-- Text segment --

Among the various questions to be decided by the Commissioners for locating parks in this city, we regard the most important of all as that of where the "Central Park" of Brooklyn shall be. In fact we would rather the Commissioners would give us one large park, well laid out, with space enough for terraces, gardens, walks, drives, groves, and all the other imitations of country scenery, than fifty little paddocks like Carroll Park, Lefferts Park, &c., which are of no conceivable use to any one except the half dozen people whose lofty brown stone fronts around them shut out the vulgar world from even a distant view of the spot.—Such places as these are not of as much use to the people as a private garden or as vacant lots would be—for they might raise potatoes in the first, and their children might play at ball in the second.

If parks are to be "breathing places" or "lungs" for the city, let them be large enough for a good-sized breeze to circulate in. Anything smaller than 800 acres is perfectly useless for a park, so far as the sanitary and ventilating uses of it are concerned. Such an idea as that of constructing a park out of two blocks of a disused Golgotha, could never enter the head of any reflecting and disinterested person.

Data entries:
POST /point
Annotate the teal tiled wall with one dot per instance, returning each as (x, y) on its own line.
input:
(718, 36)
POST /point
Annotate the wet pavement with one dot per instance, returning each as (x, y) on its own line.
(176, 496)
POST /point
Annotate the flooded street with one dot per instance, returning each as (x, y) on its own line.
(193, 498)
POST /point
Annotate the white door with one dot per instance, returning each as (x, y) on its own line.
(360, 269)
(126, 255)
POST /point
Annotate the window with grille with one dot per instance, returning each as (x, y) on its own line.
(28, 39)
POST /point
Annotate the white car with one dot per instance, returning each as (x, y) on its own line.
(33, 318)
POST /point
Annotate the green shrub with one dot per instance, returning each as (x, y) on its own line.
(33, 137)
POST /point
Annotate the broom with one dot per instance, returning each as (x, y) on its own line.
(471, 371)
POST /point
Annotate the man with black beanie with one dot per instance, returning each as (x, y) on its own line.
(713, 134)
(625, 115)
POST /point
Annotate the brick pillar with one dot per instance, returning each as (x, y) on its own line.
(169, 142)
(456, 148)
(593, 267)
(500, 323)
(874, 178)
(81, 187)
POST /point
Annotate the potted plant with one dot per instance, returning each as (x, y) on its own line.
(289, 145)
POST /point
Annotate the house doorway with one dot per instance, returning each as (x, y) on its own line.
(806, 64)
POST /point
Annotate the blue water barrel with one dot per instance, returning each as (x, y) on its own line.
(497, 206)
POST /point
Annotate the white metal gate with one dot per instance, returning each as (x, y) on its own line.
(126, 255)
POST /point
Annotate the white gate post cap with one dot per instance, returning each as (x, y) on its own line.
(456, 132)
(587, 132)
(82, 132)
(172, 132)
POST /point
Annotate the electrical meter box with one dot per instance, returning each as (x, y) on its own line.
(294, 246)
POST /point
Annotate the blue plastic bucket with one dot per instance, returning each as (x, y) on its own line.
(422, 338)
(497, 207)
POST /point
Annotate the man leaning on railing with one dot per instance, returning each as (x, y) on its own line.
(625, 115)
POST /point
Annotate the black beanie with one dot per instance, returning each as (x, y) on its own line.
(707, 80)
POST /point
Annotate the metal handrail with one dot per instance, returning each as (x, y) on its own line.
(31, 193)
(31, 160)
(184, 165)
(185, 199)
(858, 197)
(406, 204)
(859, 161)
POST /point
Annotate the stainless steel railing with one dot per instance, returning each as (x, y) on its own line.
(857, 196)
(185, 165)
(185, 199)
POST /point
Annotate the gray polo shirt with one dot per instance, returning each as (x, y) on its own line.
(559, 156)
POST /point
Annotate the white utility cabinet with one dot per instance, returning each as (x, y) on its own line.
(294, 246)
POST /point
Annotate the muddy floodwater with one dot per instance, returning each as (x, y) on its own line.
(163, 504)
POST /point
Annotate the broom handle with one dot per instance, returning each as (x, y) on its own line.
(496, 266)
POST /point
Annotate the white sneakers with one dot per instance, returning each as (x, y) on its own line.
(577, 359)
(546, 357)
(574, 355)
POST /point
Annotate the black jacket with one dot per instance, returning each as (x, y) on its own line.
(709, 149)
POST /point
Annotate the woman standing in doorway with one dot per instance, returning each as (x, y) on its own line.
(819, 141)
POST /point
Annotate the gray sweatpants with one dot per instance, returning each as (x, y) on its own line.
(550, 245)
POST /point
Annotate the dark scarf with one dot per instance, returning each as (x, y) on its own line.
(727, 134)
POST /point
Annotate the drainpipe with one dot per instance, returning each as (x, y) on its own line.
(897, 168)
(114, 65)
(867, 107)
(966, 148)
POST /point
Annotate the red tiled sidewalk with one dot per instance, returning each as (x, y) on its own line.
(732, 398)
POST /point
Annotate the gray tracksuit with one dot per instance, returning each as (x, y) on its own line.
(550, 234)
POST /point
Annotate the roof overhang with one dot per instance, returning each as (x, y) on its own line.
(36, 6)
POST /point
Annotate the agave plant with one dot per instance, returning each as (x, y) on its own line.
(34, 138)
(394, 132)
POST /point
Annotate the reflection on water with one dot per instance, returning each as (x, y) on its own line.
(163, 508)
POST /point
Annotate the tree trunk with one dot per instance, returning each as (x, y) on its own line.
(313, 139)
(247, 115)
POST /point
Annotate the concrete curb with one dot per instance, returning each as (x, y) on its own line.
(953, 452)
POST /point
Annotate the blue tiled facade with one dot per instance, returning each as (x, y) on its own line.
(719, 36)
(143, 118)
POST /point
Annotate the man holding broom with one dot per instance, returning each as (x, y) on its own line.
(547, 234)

...

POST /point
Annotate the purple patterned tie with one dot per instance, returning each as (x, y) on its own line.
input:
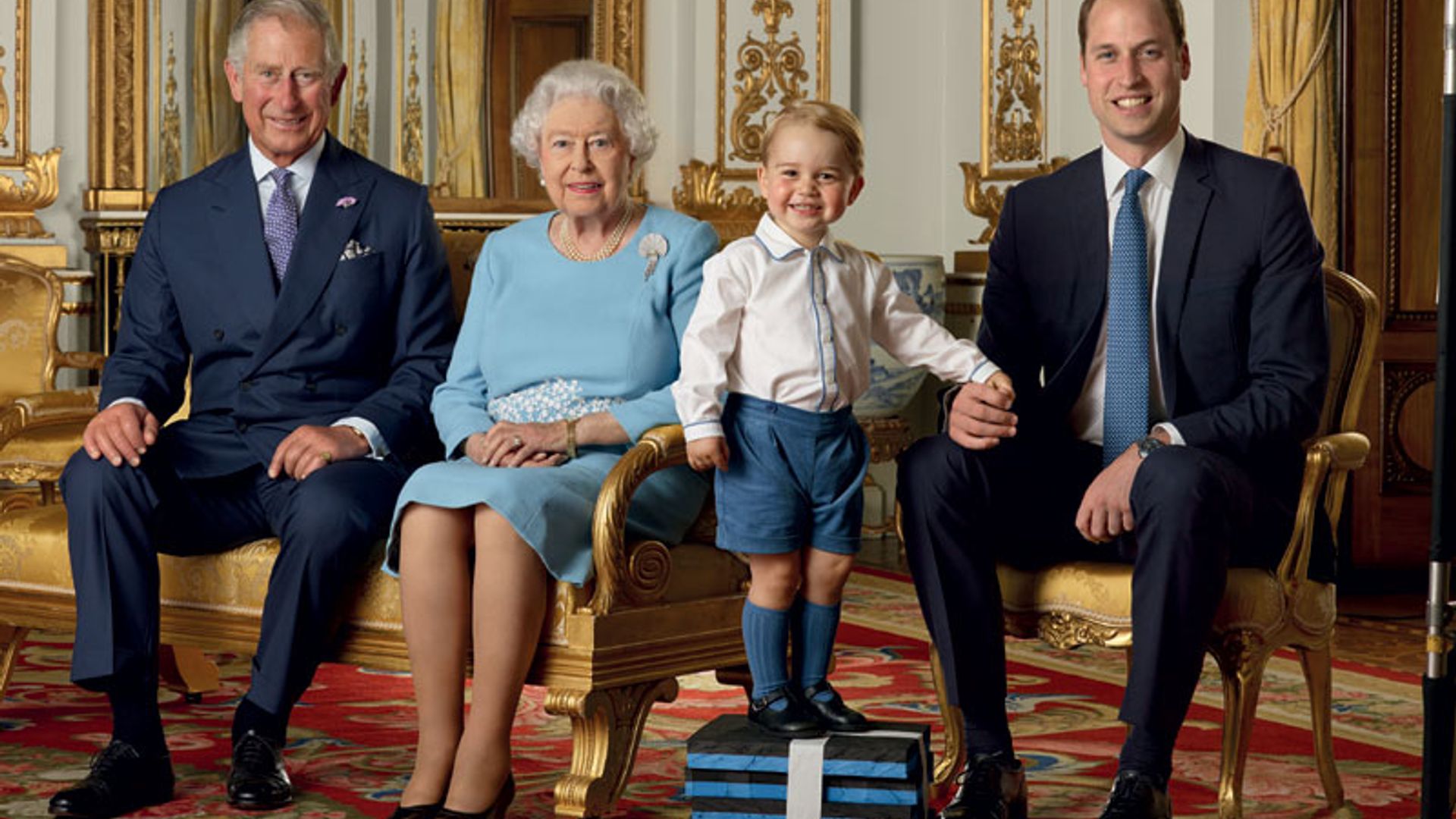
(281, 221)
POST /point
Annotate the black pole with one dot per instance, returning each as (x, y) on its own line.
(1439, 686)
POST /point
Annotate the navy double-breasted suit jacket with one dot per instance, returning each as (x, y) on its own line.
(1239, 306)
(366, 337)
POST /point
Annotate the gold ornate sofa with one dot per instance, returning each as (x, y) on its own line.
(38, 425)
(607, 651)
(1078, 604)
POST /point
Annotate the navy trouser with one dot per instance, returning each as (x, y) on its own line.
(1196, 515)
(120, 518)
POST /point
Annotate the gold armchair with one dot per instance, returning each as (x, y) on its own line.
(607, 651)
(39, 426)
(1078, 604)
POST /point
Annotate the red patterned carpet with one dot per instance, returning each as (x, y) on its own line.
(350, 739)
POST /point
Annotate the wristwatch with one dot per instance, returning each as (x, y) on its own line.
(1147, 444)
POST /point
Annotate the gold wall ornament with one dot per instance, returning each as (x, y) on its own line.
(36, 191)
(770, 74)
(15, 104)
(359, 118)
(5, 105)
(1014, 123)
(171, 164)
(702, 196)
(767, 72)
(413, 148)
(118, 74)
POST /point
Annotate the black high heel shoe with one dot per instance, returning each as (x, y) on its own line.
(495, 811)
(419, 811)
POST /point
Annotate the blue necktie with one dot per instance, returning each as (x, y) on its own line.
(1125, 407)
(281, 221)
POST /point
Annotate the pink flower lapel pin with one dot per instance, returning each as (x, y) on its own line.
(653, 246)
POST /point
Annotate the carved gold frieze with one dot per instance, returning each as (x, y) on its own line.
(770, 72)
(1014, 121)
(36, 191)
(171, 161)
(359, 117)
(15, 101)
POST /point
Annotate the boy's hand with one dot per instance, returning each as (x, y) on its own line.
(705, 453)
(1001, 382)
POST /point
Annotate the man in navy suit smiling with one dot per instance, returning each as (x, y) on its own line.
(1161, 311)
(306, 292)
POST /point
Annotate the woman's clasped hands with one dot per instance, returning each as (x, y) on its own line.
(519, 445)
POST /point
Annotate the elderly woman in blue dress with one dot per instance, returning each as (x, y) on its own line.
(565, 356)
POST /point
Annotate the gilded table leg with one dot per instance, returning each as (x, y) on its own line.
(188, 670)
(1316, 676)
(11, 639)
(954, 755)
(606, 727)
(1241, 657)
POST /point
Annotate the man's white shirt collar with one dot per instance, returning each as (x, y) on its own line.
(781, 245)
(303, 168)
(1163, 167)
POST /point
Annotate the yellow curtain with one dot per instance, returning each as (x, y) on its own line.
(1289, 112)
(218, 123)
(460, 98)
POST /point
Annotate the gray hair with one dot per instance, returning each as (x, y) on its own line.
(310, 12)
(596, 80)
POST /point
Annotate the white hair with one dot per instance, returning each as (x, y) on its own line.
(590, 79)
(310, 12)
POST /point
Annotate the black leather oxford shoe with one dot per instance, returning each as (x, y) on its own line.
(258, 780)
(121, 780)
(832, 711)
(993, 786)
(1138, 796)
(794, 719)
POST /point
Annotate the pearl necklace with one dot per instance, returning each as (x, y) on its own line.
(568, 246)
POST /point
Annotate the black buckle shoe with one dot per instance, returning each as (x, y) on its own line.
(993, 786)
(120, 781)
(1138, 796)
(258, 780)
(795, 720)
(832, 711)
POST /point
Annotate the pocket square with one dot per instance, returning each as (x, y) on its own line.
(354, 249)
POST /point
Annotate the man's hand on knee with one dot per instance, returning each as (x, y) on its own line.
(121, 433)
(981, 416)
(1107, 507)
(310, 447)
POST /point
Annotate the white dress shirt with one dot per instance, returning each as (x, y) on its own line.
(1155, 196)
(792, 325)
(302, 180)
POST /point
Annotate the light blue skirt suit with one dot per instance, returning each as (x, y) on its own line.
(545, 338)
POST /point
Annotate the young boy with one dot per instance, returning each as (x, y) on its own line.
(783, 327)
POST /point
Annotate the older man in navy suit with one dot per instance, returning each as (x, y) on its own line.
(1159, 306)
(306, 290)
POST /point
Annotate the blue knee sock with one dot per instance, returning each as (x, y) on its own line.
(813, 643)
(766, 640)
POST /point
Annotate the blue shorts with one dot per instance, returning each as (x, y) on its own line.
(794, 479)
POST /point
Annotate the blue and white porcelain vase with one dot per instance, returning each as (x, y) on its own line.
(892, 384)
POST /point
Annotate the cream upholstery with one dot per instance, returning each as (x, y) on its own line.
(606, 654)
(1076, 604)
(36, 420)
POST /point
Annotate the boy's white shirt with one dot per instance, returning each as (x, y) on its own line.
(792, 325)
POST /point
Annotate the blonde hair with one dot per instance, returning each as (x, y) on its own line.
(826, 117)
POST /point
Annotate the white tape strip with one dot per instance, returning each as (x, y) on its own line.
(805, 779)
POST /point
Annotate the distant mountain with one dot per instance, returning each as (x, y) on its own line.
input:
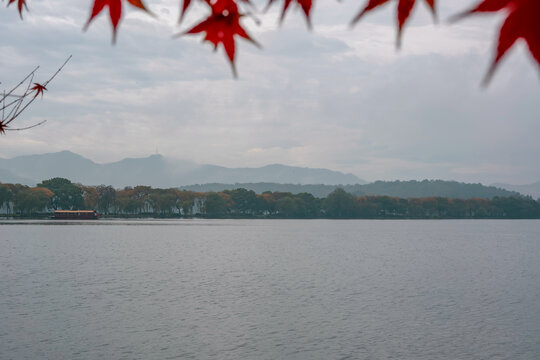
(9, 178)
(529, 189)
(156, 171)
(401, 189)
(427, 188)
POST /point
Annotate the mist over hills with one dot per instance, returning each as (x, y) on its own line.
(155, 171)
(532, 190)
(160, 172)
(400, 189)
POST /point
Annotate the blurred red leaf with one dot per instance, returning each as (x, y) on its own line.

* * *

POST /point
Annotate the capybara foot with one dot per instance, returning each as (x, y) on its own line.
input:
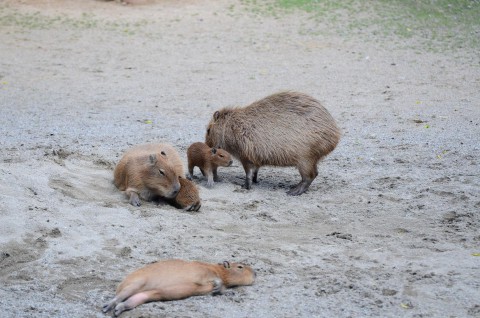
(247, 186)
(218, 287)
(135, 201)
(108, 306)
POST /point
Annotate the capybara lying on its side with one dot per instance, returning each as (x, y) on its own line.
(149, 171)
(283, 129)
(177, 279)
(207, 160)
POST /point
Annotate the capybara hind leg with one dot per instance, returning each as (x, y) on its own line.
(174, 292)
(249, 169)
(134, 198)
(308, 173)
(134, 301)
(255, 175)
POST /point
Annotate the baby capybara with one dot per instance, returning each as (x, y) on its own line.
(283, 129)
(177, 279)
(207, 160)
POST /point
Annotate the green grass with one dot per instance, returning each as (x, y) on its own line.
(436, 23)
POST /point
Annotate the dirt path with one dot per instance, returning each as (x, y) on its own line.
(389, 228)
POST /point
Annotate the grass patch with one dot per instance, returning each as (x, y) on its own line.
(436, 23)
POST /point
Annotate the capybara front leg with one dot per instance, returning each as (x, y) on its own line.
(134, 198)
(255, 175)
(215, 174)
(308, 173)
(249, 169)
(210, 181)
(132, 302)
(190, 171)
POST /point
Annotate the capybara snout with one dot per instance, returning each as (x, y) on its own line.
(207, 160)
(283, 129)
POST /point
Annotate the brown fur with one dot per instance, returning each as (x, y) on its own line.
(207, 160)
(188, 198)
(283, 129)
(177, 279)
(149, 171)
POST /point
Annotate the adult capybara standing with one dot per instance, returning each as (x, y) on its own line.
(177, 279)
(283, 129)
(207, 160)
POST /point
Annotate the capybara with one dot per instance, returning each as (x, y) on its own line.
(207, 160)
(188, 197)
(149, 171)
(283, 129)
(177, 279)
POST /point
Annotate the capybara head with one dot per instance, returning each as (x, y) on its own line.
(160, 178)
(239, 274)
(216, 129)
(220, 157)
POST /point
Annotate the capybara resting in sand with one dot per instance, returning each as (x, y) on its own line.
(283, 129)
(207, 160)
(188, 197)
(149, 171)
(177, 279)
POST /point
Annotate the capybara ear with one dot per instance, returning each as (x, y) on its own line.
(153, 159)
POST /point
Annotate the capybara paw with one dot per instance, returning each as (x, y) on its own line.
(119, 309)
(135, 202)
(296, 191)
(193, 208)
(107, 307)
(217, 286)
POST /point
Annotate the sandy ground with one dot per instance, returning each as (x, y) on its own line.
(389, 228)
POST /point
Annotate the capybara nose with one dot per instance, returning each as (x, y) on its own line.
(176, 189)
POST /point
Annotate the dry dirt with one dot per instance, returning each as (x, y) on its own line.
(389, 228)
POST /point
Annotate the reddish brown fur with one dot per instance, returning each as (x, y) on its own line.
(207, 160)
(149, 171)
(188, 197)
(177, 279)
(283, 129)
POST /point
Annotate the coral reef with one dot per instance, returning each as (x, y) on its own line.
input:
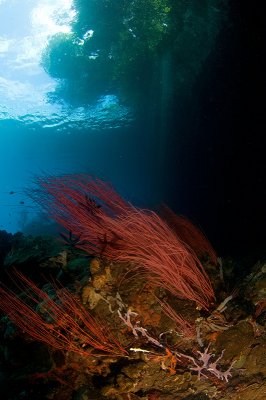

-- Aim --
According to the Brooklyn parks text, below what size is a park perfectly useless for sanitary and ventilating purposes?

-- Task output --
800 acres